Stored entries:
--- start ---

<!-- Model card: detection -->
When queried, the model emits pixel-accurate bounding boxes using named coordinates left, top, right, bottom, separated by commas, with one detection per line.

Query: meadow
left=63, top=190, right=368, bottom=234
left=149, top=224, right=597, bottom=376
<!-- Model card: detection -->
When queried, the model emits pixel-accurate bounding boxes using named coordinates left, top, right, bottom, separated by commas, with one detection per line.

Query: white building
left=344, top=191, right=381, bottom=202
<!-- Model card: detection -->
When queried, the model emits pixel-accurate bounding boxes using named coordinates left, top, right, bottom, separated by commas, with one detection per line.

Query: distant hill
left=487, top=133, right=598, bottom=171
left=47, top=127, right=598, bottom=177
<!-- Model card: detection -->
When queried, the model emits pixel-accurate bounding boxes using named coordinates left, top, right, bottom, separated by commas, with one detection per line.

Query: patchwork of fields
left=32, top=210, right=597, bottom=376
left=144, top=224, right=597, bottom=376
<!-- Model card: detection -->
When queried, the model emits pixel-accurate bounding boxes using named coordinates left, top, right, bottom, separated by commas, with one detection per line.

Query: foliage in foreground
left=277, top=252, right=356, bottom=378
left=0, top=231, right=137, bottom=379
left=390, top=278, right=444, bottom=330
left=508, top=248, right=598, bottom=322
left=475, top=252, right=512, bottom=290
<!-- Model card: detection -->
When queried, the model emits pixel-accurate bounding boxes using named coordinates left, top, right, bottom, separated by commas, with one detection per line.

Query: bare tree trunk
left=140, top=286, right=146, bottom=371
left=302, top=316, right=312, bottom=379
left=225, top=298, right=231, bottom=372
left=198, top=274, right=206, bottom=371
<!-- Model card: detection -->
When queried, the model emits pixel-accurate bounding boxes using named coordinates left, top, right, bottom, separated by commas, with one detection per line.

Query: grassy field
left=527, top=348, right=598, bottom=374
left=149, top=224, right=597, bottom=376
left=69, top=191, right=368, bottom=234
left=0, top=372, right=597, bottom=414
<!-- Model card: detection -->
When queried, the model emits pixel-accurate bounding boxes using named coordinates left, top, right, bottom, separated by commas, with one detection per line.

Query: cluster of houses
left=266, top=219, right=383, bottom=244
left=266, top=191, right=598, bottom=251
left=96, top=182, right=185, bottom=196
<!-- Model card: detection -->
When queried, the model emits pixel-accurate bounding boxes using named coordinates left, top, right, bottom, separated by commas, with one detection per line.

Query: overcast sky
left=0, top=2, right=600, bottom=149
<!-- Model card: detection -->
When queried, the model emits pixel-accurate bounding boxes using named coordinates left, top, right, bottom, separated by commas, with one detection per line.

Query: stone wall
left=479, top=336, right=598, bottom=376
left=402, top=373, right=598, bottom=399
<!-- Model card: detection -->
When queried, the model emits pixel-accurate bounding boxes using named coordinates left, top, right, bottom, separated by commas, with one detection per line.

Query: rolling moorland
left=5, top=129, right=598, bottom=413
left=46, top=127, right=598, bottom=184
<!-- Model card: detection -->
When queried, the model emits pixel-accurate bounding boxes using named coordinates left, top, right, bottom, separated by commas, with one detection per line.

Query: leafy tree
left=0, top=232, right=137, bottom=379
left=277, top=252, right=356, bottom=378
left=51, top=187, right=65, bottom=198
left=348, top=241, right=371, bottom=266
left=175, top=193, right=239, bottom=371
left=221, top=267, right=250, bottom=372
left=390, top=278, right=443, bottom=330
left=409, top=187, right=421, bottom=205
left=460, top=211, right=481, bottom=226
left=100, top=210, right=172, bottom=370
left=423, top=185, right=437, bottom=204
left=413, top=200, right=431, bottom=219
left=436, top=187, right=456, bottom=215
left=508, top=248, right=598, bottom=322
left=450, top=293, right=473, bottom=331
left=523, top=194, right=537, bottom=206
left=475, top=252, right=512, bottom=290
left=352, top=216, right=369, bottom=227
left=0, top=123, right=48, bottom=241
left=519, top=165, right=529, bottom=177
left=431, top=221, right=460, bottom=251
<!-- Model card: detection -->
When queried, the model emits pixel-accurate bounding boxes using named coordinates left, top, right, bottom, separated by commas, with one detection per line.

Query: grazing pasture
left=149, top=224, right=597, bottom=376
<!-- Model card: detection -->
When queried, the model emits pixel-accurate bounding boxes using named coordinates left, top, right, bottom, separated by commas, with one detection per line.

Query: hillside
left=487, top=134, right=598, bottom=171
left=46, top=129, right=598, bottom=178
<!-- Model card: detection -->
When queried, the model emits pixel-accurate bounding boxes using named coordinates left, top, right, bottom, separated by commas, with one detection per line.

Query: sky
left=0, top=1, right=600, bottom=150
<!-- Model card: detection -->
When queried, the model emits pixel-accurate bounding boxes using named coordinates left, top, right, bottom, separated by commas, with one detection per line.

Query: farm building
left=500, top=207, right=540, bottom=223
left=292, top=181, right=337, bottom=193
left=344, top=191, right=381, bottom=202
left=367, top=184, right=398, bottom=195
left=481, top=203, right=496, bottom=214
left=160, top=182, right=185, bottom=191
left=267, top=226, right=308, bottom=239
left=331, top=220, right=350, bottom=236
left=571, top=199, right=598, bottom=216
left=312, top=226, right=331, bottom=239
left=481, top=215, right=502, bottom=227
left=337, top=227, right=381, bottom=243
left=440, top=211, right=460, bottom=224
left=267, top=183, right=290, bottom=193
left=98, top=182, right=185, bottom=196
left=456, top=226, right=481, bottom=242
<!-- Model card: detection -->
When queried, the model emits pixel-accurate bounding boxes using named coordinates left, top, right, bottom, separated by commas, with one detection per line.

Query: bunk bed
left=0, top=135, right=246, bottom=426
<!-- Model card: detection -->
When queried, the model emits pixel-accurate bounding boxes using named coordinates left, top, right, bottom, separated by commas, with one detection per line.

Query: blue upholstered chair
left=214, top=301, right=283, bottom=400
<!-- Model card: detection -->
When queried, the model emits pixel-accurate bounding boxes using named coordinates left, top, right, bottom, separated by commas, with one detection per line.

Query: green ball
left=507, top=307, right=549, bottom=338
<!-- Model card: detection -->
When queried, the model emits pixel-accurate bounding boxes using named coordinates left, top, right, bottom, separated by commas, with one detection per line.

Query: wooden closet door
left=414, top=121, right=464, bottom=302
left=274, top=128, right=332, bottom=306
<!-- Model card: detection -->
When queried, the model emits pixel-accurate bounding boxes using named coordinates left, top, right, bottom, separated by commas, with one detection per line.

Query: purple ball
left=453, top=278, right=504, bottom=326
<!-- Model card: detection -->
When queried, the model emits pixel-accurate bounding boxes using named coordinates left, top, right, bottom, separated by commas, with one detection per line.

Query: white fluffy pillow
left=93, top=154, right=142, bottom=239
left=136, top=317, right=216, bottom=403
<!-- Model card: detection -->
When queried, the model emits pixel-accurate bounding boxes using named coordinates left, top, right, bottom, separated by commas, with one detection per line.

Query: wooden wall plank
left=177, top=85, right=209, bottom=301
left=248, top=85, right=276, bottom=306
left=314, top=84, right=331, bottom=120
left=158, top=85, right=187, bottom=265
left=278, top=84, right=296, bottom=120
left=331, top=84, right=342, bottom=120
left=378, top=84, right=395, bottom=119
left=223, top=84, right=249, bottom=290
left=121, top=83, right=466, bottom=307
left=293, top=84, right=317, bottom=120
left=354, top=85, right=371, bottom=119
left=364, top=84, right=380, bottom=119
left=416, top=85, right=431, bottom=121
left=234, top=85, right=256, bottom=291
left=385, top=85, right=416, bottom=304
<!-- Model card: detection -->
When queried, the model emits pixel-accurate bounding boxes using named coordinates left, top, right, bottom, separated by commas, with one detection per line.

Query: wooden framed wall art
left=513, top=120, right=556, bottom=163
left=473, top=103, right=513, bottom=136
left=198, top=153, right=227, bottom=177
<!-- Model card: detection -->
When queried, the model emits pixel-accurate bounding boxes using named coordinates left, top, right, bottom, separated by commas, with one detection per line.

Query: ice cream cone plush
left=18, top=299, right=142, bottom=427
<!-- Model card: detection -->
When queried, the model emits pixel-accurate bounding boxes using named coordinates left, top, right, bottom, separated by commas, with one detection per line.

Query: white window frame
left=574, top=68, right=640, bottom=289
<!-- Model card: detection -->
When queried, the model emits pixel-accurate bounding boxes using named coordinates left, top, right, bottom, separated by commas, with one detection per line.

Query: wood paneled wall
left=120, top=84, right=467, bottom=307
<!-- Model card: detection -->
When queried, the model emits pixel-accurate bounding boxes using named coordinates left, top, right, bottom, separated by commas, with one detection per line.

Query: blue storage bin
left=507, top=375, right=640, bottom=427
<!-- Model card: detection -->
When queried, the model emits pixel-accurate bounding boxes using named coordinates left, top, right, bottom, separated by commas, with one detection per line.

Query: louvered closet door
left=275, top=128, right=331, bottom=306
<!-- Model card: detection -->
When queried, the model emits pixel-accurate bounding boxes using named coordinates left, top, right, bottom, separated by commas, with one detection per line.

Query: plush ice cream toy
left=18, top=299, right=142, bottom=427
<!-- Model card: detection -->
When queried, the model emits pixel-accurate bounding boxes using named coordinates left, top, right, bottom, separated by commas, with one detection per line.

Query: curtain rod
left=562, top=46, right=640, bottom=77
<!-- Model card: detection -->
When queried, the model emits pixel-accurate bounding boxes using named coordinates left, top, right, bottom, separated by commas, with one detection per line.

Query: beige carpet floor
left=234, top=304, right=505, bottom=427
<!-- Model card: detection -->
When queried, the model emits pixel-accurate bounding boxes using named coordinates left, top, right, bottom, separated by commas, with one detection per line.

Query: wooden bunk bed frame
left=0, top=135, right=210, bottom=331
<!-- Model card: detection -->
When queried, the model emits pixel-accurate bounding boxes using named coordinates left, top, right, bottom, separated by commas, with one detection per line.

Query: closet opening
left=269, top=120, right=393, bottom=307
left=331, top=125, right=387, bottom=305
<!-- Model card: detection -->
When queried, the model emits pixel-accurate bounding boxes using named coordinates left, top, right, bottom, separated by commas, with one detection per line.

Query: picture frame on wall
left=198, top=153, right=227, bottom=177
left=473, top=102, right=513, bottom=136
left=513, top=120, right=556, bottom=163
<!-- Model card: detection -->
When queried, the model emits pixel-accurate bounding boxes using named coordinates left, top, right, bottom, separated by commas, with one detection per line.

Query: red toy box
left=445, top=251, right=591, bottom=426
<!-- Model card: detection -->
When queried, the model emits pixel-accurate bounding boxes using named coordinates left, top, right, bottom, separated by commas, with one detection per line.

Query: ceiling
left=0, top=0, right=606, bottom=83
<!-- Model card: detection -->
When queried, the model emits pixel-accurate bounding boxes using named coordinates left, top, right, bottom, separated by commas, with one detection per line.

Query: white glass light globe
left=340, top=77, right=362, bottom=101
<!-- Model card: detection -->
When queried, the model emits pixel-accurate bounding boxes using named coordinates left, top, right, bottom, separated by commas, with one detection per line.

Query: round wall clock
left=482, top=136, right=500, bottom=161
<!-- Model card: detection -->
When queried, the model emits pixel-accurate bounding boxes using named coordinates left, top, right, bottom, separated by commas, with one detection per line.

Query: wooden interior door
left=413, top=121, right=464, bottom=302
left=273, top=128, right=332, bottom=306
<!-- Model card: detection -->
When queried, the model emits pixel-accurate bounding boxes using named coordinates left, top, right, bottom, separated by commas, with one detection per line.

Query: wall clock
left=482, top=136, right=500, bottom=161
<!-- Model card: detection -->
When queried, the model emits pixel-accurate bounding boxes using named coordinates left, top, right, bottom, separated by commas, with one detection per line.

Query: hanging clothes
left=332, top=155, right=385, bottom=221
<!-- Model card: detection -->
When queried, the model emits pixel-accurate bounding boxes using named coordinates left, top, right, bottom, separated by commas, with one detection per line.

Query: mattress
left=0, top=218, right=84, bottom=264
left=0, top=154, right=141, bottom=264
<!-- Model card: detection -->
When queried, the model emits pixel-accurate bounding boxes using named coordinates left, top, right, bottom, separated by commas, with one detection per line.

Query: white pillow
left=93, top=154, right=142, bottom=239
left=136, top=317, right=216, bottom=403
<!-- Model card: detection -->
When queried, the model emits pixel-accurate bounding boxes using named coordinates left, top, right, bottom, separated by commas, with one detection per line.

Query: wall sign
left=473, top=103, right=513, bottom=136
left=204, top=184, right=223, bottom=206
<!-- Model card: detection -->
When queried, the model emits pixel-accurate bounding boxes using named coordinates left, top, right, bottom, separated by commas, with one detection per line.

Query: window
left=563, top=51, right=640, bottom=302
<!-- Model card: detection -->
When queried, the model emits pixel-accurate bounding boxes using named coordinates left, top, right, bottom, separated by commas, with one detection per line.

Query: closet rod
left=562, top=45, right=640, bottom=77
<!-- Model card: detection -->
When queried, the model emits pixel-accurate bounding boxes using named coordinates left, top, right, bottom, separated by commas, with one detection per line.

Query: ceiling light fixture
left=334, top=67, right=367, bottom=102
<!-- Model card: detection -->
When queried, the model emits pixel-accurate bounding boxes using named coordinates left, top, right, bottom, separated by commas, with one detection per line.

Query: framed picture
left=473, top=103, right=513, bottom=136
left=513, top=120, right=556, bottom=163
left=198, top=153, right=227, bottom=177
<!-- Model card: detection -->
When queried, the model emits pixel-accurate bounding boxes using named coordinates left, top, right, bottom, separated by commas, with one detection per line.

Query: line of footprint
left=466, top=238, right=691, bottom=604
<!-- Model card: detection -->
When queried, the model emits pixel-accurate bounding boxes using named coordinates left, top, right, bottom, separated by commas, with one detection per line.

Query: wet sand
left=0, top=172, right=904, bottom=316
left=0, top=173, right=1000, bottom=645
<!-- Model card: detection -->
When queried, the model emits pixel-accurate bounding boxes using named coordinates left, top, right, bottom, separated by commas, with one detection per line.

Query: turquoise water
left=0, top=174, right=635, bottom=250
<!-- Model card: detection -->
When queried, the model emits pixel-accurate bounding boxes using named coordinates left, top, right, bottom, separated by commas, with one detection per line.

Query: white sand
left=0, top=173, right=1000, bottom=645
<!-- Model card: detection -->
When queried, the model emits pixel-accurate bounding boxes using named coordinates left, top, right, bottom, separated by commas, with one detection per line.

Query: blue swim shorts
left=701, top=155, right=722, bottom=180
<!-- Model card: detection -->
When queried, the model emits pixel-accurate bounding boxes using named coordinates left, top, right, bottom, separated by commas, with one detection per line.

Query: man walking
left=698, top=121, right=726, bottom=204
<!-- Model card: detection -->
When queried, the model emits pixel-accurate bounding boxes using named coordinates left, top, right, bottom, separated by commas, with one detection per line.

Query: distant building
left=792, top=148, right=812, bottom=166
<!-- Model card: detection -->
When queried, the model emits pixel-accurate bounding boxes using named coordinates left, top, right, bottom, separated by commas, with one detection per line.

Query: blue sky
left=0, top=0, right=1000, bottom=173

--- end ---

Do this => Reproduce the stretch from the start of the entries through the line containing "left=144, top=224, right=597, bottom=376", switching "meadow" to "pasture" and leaving everything else unchanged.

Finished answer =>
<!-- Model card: detection -->
When queried, the model emits pixel-accurate bounding boxes using named coordinates left, top, right, bottom, separated by commas, with one detection per line.

Query: pasture
left=63, top=190, right=368, bottom=234
left=149, top=224, right=597, bottom=376
<!-- Model card: detection -->
When queried, the model emits pixel-accurate bounding boxes using named coordinates left, top, right, bottom, separated by commas, with one detection per line.

Query: white building
left=344, top=191, right=381, bottom=202
<!-- Model card: detection -->
When queried, the model emits pixel-accurate bounding boxes using named coordinates left, top, right, bottom, separated by commas, with one detection per line.

Query: distant hill
left=487, top=133, right=598, bottom=171
left=47, top=127, right=598, bottom=177
<!-- Model card: detection -->
When queried, the model emits pixel-accurate bounding boxes using named coordinates left, top, right, bottom, separated by commas, with one detection per line.

Query: patchwork of fields
left=32, top=210, right=597, bottom=376
left=144, top=224, right=597, bottom=376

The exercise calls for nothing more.